(Referring expression data)

::::

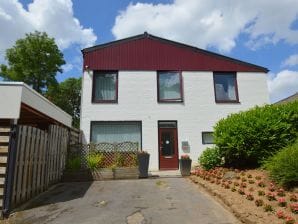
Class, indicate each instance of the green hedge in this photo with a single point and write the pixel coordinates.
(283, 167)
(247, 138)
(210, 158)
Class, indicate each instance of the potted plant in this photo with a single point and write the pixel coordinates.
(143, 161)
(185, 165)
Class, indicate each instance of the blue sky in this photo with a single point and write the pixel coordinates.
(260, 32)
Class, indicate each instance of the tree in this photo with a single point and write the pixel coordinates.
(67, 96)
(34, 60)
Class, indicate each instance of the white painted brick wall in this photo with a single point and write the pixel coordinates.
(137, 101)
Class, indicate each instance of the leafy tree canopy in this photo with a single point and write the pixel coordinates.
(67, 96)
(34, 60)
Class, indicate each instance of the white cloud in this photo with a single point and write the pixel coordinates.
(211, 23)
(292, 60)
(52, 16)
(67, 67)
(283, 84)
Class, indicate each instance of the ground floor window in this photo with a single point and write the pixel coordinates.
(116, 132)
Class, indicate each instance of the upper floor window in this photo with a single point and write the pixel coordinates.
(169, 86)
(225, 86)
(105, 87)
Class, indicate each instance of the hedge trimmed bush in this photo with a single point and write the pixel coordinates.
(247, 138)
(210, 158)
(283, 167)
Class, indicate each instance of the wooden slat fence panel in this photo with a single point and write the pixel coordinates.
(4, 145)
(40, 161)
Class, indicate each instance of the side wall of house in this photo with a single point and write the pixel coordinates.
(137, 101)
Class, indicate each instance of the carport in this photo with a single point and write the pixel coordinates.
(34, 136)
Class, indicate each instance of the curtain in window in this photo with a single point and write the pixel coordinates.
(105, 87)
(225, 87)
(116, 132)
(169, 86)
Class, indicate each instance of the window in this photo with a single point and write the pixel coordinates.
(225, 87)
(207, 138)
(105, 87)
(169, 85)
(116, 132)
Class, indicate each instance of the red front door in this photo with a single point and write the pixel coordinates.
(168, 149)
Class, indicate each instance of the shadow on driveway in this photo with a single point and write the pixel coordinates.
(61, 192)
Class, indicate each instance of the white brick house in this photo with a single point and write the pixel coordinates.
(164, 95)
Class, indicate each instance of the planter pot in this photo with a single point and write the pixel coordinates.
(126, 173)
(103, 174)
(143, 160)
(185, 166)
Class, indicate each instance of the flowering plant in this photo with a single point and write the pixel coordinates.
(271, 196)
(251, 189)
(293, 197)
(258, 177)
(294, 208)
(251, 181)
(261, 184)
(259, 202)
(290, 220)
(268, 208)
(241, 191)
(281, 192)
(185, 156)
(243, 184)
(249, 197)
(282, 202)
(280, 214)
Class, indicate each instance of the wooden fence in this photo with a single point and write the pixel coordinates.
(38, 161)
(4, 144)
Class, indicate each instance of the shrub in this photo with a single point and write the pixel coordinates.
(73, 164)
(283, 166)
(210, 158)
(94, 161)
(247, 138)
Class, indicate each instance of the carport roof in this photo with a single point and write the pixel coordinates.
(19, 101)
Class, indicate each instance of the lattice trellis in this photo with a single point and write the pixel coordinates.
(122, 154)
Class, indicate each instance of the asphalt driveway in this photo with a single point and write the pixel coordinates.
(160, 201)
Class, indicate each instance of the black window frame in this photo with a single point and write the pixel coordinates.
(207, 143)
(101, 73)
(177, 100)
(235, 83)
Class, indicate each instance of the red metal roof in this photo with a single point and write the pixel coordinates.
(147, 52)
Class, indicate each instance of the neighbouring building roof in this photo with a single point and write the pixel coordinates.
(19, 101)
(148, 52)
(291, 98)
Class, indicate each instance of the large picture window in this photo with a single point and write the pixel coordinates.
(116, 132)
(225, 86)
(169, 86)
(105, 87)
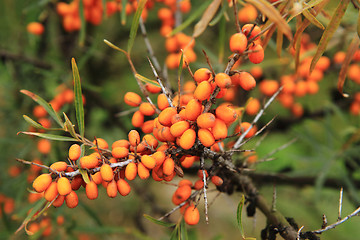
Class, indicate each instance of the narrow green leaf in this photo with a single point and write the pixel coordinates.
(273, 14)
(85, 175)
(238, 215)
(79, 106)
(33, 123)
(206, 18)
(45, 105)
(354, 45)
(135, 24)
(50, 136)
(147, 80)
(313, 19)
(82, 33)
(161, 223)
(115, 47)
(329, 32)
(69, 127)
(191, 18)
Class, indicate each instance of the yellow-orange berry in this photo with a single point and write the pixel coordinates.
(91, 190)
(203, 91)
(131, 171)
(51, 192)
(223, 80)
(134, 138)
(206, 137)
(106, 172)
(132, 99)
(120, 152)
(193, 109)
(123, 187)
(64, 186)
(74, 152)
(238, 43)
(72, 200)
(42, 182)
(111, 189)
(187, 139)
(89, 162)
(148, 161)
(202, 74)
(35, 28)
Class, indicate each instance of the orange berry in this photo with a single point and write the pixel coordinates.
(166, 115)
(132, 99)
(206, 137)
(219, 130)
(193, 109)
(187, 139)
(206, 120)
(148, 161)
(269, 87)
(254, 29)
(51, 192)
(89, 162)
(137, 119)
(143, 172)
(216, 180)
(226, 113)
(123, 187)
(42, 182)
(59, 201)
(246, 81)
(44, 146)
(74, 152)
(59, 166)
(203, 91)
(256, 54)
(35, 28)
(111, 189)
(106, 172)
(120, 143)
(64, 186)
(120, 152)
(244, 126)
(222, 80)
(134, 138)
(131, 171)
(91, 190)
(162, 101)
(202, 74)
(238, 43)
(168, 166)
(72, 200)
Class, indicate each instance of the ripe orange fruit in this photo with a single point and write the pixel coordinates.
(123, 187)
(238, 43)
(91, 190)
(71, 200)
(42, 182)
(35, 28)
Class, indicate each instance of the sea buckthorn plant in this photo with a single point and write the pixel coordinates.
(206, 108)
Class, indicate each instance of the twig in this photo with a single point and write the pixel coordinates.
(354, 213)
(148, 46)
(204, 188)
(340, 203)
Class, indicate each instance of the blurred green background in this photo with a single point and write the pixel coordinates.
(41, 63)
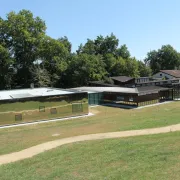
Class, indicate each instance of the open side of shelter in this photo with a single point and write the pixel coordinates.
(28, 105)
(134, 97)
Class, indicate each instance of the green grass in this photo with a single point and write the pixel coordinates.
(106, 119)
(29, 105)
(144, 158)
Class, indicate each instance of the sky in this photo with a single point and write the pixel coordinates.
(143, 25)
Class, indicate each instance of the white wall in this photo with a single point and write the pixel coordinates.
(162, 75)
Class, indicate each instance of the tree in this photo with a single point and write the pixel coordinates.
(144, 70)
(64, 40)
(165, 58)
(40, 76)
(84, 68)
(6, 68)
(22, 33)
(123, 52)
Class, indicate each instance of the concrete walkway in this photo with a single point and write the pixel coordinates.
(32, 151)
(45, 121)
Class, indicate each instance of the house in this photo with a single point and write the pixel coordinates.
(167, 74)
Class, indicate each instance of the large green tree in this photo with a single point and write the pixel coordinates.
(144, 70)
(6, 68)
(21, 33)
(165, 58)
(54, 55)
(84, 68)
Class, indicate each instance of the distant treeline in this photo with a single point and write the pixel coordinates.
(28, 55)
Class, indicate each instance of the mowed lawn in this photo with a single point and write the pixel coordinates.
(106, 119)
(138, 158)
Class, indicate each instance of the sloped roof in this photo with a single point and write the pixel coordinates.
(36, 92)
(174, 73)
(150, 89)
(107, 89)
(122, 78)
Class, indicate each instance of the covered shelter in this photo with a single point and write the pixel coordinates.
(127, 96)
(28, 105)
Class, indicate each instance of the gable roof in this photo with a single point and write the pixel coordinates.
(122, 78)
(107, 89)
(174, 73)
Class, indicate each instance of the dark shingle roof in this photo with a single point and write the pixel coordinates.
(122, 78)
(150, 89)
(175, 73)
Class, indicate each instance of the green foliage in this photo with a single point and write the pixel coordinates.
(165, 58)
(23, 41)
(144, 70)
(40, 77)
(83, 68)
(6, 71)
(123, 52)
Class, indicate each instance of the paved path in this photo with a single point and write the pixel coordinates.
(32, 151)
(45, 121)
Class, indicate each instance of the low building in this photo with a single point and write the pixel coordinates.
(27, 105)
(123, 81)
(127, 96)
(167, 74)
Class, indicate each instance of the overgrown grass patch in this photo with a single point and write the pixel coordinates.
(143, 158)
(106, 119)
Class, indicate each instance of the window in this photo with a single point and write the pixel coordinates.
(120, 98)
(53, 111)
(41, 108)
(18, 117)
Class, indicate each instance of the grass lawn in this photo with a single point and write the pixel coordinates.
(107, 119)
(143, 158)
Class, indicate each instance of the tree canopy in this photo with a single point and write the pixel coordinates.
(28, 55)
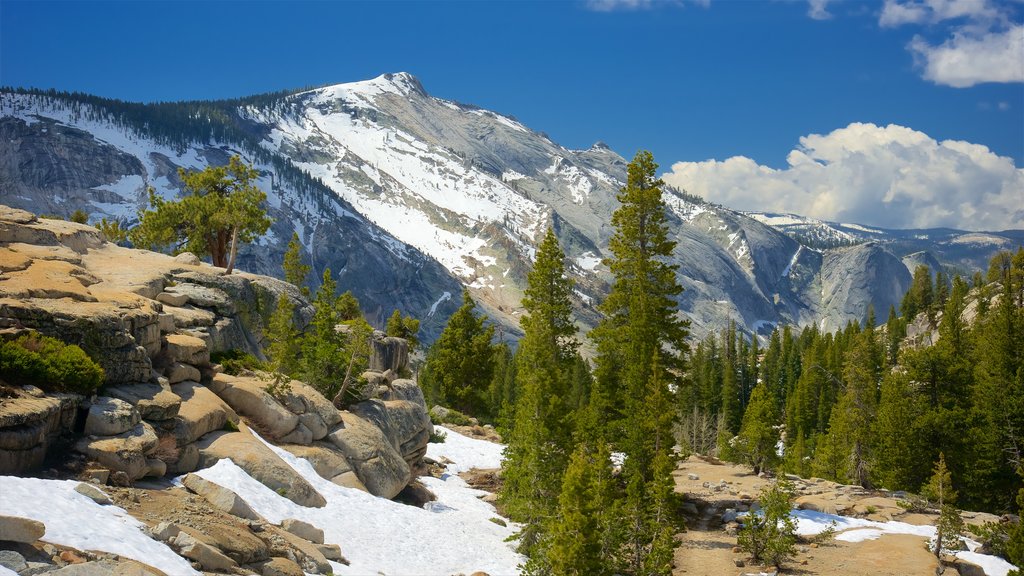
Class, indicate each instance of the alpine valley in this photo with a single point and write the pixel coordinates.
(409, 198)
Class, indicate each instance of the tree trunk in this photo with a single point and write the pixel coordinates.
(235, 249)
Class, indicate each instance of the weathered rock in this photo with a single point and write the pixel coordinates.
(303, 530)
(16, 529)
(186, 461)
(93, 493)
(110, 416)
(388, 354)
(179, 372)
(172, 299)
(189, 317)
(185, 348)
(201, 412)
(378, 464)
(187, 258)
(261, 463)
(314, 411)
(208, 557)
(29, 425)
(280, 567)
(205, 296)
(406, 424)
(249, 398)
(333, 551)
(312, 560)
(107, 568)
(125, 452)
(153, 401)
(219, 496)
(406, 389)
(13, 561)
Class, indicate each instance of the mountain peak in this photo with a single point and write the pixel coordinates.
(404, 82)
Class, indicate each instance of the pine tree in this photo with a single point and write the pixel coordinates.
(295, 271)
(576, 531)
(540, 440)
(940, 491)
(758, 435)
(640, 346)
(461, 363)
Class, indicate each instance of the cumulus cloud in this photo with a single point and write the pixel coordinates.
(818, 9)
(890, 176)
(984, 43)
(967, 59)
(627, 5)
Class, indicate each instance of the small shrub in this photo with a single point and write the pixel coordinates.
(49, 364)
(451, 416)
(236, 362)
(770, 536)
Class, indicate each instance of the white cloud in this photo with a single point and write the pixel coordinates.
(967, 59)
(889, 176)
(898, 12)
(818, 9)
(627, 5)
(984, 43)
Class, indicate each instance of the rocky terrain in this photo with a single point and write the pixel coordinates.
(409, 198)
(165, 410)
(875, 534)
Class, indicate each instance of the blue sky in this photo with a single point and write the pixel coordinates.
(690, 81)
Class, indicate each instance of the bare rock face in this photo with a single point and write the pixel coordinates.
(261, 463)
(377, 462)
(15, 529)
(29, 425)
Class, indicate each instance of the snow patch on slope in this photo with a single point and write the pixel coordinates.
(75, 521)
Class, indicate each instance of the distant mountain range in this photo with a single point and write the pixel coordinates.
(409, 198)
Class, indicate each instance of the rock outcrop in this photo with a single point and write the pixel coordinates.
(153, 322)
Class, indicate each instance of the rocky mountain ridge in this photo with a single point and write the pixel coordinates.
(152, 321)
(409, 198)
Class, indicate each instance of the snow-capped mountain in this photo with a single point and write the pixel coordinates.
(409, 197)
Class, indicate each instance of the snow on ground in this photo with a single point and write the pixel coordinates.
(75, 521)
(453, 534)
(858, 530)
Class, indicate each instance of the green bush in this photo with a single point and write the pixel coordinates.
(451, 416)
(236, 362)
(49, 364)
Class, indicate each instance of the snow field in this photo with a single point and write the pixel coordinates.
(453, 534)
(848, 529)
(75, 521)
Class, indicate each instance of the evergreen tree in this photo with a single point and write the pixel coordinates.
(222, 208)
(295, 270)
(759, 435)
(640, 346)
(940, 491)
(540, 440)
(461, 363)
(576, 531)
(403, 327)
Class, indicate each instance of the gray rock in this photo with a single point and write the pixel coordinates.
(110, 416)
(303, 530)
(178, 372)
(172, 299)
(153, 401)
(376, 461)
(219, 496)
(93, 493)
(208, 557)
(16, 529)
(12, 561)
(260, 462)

::::

TASK REQUIREMENTS: The line with "Class, indicate each instance of the green bush" and every line after it up to the end of the entries: output those exactly, and only those.

TASK ANSWER:
Class, indicate each instance of the green bush in this photo with a single point and write the pixel coordinates.
(451, 416)
(236, 362)
(49, 364)
Class, indicate each instance of the snow field in this photo with a single point and write the pixel coordinates.
(453, 534)
(848, 529)
(75, 521)
Class, indicate each instance of the evergreen tree in this photo with a single point and write the pixel coordinates.
(222, 208)
(295, 270)
(759, 435)
(640, 346)
(940, 491)
(540, 440)
(461, 363)
(576, 531)
(403, 327)
Class, indicate each instance of the gray rock in this photo with a single point and write the pixel coordinates.
(110, 416)
(303, 530)
(178, 372)
(172, 299)
(153, 401)
(376, 461)
(219, 496)
(93, 493)
(208, 557)
(16, 529)
(12, 561)
(260, 462)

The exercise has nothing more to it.